RECORDS >>
━━━━━━━━

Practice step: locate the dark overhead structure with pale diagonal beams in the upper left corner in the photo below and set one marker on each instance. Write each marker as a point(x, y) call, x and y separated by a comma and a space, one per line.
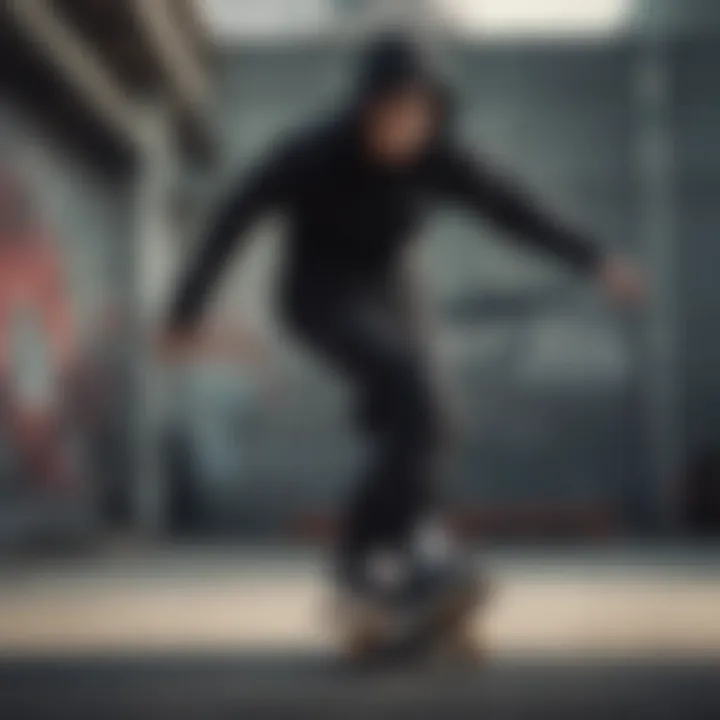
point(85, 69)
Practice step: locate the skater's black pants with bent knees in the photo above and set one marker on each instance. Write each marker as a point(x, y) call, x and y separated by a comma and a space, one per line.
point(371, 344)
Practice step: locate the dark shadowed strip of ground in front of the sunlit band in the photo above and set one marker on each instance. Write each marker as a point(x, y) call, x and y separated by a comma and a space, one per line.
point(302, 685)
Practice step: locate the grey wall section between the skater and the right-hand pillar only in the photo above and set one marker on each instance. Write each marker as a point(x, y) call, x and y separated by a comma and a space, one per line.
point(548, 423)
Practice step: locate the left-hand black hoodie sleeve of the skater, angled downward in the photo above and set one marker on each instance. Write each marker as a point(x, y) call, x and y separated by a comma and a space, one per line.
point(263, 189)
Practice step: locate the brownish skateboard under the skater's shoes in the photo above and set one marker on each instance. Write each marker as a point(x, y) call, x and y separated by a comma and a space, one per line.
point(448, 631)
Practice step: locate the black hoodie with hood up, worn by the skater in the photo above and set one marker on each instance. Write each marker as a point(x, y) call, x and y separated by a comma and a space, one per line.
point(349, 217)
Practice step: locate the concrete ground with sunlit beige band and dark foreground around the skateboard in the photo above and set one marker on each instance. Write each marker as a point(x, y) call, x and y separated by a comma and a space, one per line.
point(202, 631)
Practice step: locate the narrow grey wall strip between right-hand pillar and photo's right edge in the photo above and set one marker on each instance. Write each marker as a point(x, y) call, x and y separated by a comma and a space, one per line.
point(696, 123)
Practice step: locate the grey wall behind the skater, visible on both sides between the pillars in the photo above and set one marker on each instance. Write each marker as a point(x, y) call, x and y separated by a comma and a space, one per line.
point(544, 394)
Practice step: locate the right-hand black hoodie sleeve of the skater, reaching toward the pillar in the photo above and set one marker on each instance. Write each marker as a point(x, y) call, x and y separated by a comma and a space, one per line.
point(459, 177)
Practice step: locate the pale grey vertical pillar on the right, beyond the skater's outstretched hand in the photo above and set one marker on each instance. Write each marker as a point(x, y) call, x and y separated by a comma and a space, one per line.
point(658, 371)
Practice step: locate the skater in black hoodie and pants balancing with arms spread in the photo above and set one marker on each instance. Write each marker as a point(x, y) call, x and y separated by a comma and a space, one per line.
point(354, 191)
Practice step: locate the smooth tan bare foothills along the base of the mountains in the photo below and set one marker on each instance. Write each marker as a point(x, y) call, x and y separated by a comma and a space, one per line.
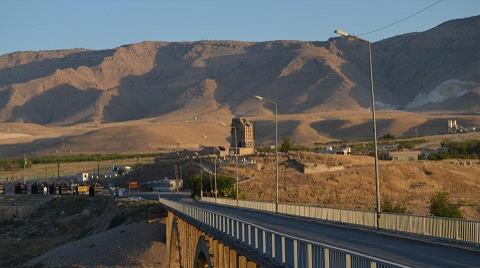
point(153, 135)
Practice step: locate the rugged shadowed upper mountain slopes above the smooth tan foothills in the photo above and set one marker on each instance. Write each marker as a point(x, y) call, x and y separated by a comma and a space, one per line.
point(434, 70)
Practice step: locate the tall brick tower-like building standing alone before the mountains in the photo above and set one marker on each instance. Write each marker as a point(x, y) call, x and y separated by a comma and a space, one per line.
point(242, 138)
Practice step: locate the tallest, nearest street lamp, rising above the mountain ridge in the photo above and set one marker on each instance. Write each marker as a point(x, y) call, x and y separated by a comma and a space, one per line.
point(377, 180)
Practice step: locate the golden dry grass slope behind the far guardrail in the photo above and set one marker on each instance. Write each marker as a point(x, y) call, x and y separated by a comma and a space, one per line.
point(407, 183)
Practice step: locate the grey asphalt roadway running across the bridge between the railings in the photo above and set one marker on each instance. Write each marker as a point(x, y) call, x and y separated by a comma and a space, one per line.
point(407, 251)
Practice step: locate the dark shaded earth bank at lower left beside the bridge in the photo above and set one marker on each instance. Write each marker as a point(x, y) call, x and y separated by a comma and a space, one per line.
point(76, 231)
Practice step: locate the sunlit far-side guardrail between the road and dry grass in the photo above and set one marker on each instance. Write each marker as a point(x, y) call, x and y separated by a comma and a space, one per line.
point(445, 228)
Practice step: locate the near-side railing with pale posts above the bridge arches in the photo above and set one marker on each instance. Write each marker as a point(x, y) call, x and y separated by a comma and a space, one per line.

━━━━━━━━

ASSIGNMENT >> Except for the pictures, give all the material above again verbatim.

WRITTEN RESPONSE >>
Practice step: locate the dark overhead structure with pale diagonal beams in the upper left corner in the photo below and set one marker on each instance. Write each marker as a point(x, y) call, x and y separated by a comma and a space, one per line.
point(85, 69)
Practice step: locate the skater's black pants with bent knees in the photo above and set one marker on each instance. Write each marker as a point(x, y) call, x and y separated by a comma and a space, one per line.
point(371, 344)
Practice step: locate the dark shadowed strip of ground in front of the sunlit band in the photo above and set one marker on each instance. Write each marker as a point(x, y) call, x and y separated by a comma and a space, one per line.
point(302, 685)
Practice step: locate the grey wall section between the skater and the right-hand pillar only in the photo above and set one marker on each instance. Write each marker as a point(x, y) call, x and y separated by a comma and a space, one per line.
point(548, 423)
Practice step: locate the left-hand black hoodie sleeve of the skater, angled downward in the photo above and set one marker on each instance. Write each marker as a point(x, y) call, x and y separated by a comma and a space, one per line.
point(263, 189)
Practice step: locate the brownish skateboard under the skater's shoes in the photo above and set one marker on each instance. Write each marker as a point(x, y) call, x and y separated by a comma and a space, one per line.
point(448, 631)
Practice step: locate the black hoodie with hood up, worn by the skater in the photo above and set one marker on each instance. Write each marker as a point(x, y) call, x and y separated by a comma and a space, one per line.
point(349, 217)
Practice step: locate the concrete ground with sunlit beige band and dark foreground around the skateboard in the photo above and set one marker on each instance. Write each marker as a point(x, y) call, x and y separated by a comma and a space, one per line.
point(202, 631)
Practice step: locate the narrow grey wall strip between right-hand pillar and photo's right edge in the photo above and set one marker on each instance. Write each marker as a point(x, y) call, x and y separated by a comma and a space, one per line.
point(696, 123)
Practice step: locate the grey wall behind the skater, visible on both sides between the pillars in the photo above and set one marker on each instance. Write each marker as a point(x, y) call, x and y separated by a comma and a space, one per line.
point(544, 394)
Practice step: locate the right-hand black hoodie sleeve of the skater, reaching toward the pillar in the photo above and set one marker on each instance. Write each marker as a point(x, y) call, x and y separated by a comma and a space, one per line.
point(459, 177)
Practice step: locate the pale grey vertical pillar on the right, beyond the skater's outstretched hand in the photo above and set one marker on each instance. Write each marker as a point(x, y) call, x and y separated by a comma and a space, one per line.
point(658, 371)
Practice step: locate the skater in black hoodie and pants balancing with arms spread in the photo above and set one marker on each instance. Write each marker as a point(x, y) call, x and y separated by a comma and a space, one per line.
point(354, 191)
Practice step: locate the smooth tan bare foothills along the base of the mountains in the photo below and set one marker on each instance. Write each marker as a point(x, y) call, x and y separated by a comma and a space, one per line.
point(153, 135)
Practice step: locate the rugged shadowed upper mountain slopes above the smooth tan foothills in the photo above and set one marker on each instance. Write each marker as a point(x, y) call, x and y separated by a comma and a space, one per line.
point(434, 70)
Practice step: locate the tall brick tower-like building standing alone before the mountains in the photo above and set one marker on each instance. Write each marker as a point(x, y) call, x and y separated by a comma and a space, one per line.
point(242, 138)
Practice step: locate the tallest, nearest street lamp, rising above the mountain ridge in the photo above and set one marker on each instance. Write each marker as a point(x, y) call, x and y separated by a comma and a space, one per line.
point(377, 180)
Practice step: locate the golden dry grass slope behind the far guardrail in the photo above and set one marker on each instance. Write each marker as a point(x, y) call, x and y separated by a comma and a space, one per line.
point(407, 183)
Practice step: locate the grey asphalt roadway running across the bridge between the railings in the photo above and set one marker on each instance. Write each marker as a point(x, y) call, x and y separated by a comma and a space, one per line.
point(407, 251)
Practice step: locate the dark shaded earth bank at lower left beside the bridge in the photo above and set one marker on each instance. Write each marker as a point(x, y) call, x and y separated by a comma and a space, one per line.
point(76, 231)
Practice step: locate the sunlit far-side guardrail between the road and dry grass in the photo above and set one marker on each instance. Write each marker as a point(x, y) call, x and y separated by a comma and a space, one per line.
point(445, 228)
Practice step: locate the near-side railing with pale posts above the bridge arches in the photo above and set one marker on each instance. Write each marker as a point(x, y) call, x and y separated by a comma and a space, one per line.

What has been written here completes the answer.